出典文書
┄┄┄┄┄┄┄┄┄┄

背景
・「感染症対策と社会経済活動の両立」の視点からは、第6波への対応を考える上で第6波での重症化率・致死率の見通しは重要
・「医療逼迫を避けつつ出来るだけ社会・経済・文化・教育活動を継続する」が一つの指針
・正確な重症化率・致死率の予測は、いつ医療逼迫が起こりそうかの正確な予測につながる
・我々は、第6波初期に重症化率・致死率の見通しを示し、モニタリングのサイトを立ち上げた
・2022年1月10日「第6波における重症化率・致死率」(仲田泰祐・岡本亘)
・2022年1月10日「第6波における重症化率・致死率モニタリング」(仲田泰祐・岡本亘)
・2022年1月13日「過去の波における重症化率・致死率推定値の推移」(仲田泰祐・岡本亘)
・本資料では1月に提示した見通しについて、第6波における実データを元に事後的に検証する
重要ポイント
・1月に提示した見通しは第6波における重症化率・致死率が第5波におけるそれらと比較して相当に低くなることを示していたが、現実に重症化率・致死率は大幅に低下した
・実際の重症化率は楽観シナリオと整合的、致死率は基本シナリオと整合的であった
・重症化率の低さはオミクロン株本来の性質による可能性が高い
・重症化率のリアルタイム推定値は、波が収束する2ヶ月以上前にほぼ最終的な値へと収束
・重症化率は 1月24日(波の開始から40日後)にはほぼ最終的な値へと収束
・致死率の収束は 3月上旬(波の開始から80日後)
・第6波だけでなく、過去の波においても同じ傾向
重要ポイント
・第6波開始時には、「波が完全に収束してからでないと重症化率・致死率を把握することは難しい」という意見が支配的であったが、波の初期においても様々な情報から、おおよその見通しを立てることは可能であったということ
・そういった不確実性を一つの根拠に第6波でも強い行動制限政策が打たれた
・波の収束を待ってから正確な重症化率・致死率を推定することについては学術的な価値は認められる
・一方で、政策現場は波が完全に収束するのを待っている余裕はない
重症化率の要因分解
・基本シナリオの重症化率:0.15%をベースに現実のパラメータを考慮し、第6波の現実の値と比較
・ワクチン2回接種者割合を現実と整合的 (75% → 63%)にした場合の重症化率:0.166% (+13%)

┄┄┄┄┄┄┄┄┄┄

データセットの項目
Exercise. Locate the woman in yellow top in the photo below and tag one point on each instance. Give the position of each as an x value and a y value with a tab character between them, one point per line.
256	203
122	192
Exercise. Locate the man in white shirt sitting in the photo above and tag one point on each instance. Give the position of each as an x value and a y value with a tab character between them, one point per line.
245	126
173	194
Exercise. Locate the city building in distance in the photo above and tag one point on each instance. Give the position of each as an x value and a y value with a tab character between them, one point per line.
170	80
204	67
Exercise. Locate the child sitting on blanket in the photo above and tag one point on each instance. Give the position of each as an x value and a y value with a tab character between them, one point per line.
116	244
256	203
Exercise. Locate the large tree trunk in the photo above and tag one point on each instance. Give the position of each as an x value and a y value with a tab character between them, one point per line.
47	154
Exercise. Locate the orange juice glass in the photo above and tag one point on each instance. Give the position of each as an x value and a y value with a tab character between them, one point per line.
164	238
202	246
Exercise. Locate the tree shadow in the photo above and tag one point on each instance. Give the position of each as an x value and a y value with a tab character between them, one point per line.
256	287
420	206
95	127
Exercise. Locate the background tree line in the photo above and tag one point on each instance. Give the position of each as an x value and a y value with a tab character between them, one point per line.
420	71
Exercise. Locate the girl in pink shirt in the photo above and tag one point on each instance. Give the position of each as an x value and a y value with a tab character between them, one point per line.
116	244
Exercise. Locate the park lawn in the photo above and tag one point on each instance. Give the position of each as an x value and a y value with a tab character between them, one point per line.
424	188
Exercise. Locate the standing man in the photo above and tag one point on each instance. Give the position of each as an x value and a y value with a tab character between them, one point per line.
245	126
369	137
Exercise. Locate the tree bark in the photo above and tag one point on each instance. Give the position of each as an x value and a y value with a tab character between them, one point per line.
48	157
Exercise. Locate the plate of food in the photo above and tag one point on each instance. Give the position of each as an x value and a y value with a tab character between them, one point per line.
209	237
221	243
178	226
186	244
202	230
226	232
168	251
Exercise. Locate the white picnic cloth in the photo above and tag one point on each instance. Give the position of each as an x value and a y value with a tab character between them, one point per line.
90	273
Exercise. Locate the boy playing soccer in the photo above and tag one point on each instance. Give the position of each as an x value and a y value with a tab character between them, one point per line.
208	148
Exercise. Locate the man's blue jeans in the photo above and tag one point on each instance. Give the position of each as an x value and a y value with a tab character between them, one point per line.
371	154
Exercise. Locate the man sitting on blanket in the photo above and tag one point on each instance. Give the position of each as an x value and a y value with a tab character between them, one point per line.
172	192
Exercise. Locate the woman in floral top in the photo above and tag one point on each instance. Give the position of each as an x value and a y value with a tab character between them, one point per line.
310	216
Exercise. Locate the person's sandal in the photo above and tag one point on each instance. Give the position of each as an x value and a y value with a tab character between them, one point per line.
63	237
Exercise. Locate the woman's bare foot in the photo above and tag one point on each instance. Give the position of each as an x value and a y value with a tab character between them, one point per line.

┄┄┄┄┄┄┄┄┄┄

タスク内容
第6波の重症化率・致死率に関する文書を、最後の文のあとから書き続けてください。 素材は使わなくてよい。

出力結果
・高齢者割合を現実と整合的( 10% → 9.8%)にした場合の重症化率:0.164% (-1.2%)
・一方で、実際の第6波全体の重症化率推定値:0.037% (-77%)
・基本シナリオに比べて、第6波全体の重症化率が大幅に低い理由
・仮説①: オミクロン株の未接種感染者における(デルタ株と比べた相対的な)重症化率が基本シナリオよりも低い
・このパラメータを 30% → 7% とすると、第6波全体の重症化率と整合的になる
・この仮説は重症化率の低さがオミクロン株本来の性質によるものであることを意味する
・仮説②: オミクロン株の2回接種後の(オミクロン株の未接種感染者と比べた相対的な)重症化率が基本シナリオよりも低い
・このパラメータを 40% → 0% にしても、重症化率は 0.164% → 0.098% までしか下がらない
・したがって、仮説②だけで重症化率の低さを説明することは難しい
・仮説③:①と②の二つの要因が寄与
致死率の要因分解
・基本シナリオの致死率:0.094%をベースに現実のパラメータを考慮し、第6波の現実の値と比較
・ワクチン2回接種者割合を現実と整合的( 75% → 63% )にした場合の致死率 :0.107% (+14%)
・高齢者割合を現実と整合的( 10% → 9.8% )にした場合の致死率 :0.105% (-1.9%)
・一方で、実際の第6波全体の致死率推定値:0.109% (+3.8%)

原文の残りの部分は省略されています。